AIM OF THE EXERCISE | A faithful transcription of all the data is required.

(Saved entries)
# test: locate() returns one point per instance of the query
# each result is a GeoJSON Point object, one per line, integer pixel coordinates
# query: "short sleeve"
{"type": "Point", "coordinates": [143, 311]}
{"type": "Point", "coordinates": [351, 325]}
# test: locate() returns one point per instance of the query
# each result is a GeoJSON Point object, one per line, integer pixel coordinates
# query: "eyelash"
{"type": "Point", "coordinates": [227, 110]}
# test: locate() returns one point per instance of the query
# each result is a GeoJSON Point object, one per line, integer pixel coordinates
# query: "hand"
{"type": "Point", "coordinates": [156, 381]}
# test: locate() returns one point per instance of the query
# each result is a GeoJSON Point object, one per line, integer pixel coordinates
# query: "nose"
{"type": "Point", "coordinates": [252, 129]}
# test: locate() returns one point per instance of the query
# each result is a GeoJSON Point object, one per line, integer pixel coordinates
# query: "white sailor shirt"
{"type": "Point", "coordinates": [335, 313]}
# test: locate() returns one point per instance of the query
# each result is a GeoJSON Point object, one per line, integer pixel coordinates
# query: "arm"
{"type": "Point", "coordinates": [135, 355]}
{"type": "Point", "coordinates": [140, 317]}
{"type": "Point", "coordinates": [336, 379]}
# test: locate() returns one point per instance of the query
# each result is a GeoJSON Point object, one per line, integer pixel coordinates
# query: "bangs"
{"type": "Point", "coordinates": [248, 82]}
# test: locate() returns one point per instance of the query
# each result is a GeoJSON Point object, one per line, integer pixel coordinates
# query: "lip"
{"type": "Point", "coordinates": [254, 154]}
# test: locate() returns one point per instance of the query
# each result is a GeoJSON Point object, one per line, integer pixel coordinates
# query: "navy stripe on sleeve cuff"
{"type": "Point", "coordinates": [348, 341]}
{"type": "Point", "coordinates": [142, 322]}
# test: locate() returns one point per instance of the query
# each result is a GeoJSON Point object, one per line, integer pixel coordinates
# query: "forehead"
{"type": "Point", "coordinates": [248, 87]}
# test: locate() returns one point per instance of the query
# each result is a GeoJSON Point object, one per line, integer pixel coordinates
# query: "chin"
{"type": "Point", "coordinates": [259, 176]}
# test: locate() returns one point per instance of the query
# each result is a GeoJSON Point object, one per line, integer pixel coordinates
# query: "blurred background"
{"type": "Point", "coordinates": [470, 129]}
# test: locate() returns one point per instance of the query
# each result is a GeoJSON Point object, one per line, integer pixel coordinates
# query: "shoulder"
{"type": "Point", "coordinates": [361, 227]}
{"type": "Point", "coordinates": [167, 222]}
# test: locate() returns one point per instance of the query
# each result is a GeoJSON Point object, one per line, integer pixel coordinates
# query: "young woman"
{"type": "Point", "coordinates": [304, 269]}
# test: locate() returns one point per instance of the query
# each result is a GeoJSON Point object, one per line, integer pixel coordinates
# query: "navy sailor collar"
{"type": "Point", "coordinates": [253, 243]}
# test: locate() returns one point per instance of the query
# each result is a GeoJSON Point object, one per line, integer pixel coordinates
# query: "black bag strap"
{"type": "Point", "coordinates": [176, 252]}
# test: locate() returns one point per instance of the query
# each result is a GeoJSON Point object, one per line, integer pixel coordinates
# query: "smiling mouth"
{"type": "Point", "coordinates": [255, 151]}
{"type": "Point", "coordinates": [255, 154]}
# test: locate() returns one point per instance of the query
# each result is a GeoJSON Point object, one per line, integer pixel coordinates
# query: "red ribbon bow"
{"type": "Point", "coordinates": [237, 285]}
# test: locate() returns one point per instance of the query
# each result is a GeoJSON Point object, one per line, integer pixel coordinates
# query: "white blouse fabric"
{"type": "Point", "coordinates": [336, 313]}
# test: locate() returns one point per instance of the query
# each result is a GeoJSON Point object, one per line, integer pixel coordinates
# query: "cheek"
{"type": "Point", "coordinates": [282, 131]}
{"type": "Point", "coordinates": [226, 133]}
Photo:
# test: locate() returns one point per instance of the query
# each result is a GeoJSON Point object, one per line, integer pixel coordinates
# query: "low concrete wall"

EXPECTED ANSWER |
# test: locate() returns one point per instance of the query
# each result is a GeoJSON Point object, one per line, integer pixel coordinates
# query: "short sleeve"
{"type": "Point", "coordinates": [143, 311]}
{"type": "Point", "coordinates": [351, 325]}
# test: locate() returns one point per instance of the query
# each result is a GeoJSON Point object, one per line, integer pixel coordinates
# query: "eyelash"
{"type": "Point", "coordinates": [227, 110]}
# test: locate() returns one point per instance of the query
# each result is a GeoJSON Point object, one per line, integer pixel coordinates
# query: "hand"
{"type": "Point", "coordinates": [156, 381]}
# test: locate() returns one point per instance of the query
# each result is a GeoJSON Point object, one per line, integer pixel coordinates
# query: "nose"
{"type": "Point", "coordinates": [252, 129]}
# test: locate() returns one point per instance of the query
# each result is a GeoJSON Point object, one per line, integer pixel coordinates
# query: "white sailor shirt"
{"type": "Point", "coordinates": [335, 313]}
# test: locate() returns one point per instance of the query
# each result is a GeoJSON Point object, one per line, integer pixel coordinates
# query: "arm"
{"type": "Point", "coordinates": [135, 355]}
{"type": "Point", "coordinates": [140, 317]}
{"type": "Point", "coordinates": [336, 379]}
# test: locate() returns one point per instance of the query
# each result is a GeoJSON Point object, one per line, integer pixel coordinates
# query: "bangs"
{"type": "Point", "coordinates": [248, 82]}
# test: locate() returns one point per instance of the query
# each result is a GeoJSON Point object, one per line, integer pixel coordinates
# query: "lip"
{"type": "Point", "coordinates": [254, 154]}
# test: locate() returns one point per instance of the query
# each result is a GeoJSON Point object, one per line, integer pixel coordinates
# query: "navy stripe on sleeve cuff"
{"type": "Point", "coordinates": [348, 341]}
{"type": "Point", "coordinates": [142, 322]}
# test: locate() returns one point per instance of the query
# each result is a GeoJSON Point object, one per line, integer pixel coordinates
# query: "forehead"
{"type": "Point", "coordinates": [248, 87]}
# test: locate() returns one point per instance of the query
# each result is a GeoJSON Point object, one per line, integer pixel coordinates
# query: "chin"
{"type": "Point", "coordinates": [259, 176]}
# test: locate() returns one point per instance of the query
# each result is a GeoJSON Point object, one per line, integer pixel coordinates
# query: "blurred background"
{"type": "Point", "coordinates": [470, 129]}
# test: locate() returns one point per instance of the query
# each result is a GeoJSON Point object, one per line, integer pixel coordinates
# query: "shoulder"
{"type": "Point", "coordinates": [361, 227]}
{"type": "Point", "coordinates": [167, 222]}
# test: locate() returns one point per instance of the query
# each result is a GeoJSON Point object, one per line, integer pixel coordinates
# query: "young woman"
{"type": "Point", "coordinates": [304, 269]}
# test: locate() returns one point per instance of the query
# each result is a GeoJSON Point object, one per line, integer pixel coordinates
# query: "navy sailor collar"
{"type": "Point", "coordinates": [253, 243]}
# test: locate() returns one point per instance of the query
# each result is a GeoJSON Point object, one per line, integer pixel coordinates
# query: "black bag strap"
{"type": "Point", "coordinates": [176, 252]}
# test: locate() returns one point per instance of the query
# each result is a GeoJSON Point object, one per line, integer pixel coordinates
# query: "smiling mouth"
{"type": "Point", "coordinates": [255, 151]}
{"type": "Point", "coordinates": [255, 154]}
# test: locate() returns one point per instance of the query
# each result is a GeoJSON Point object, one per line, integer pixel coordinates
# query: "red ribbon bow"
{"type": "Point", "coordinates": [237, 285]}
# test: locate() returns one point per instance of the query
# each result is a GeoJSON Point object, one per line, integer pixel coordinates
# query: "white blouse fabric"
{"type": "Point", "coordinates": [336, 313]}
# test: locate() returns one point per instance of the query
# each result is a GeoJSON Point object, one per line, integer pixel coordinates
# query: "cheek"
{"type": "Point", "coordinates": [282, 131]}
{"type": "Point", "coordinates": [226, 133]}
Photo:
# test: locate() returns one point per instance of the query
# each result is a GeoJSON Point object, one per line, integer pixel coordinates
# query: "low concrete wall"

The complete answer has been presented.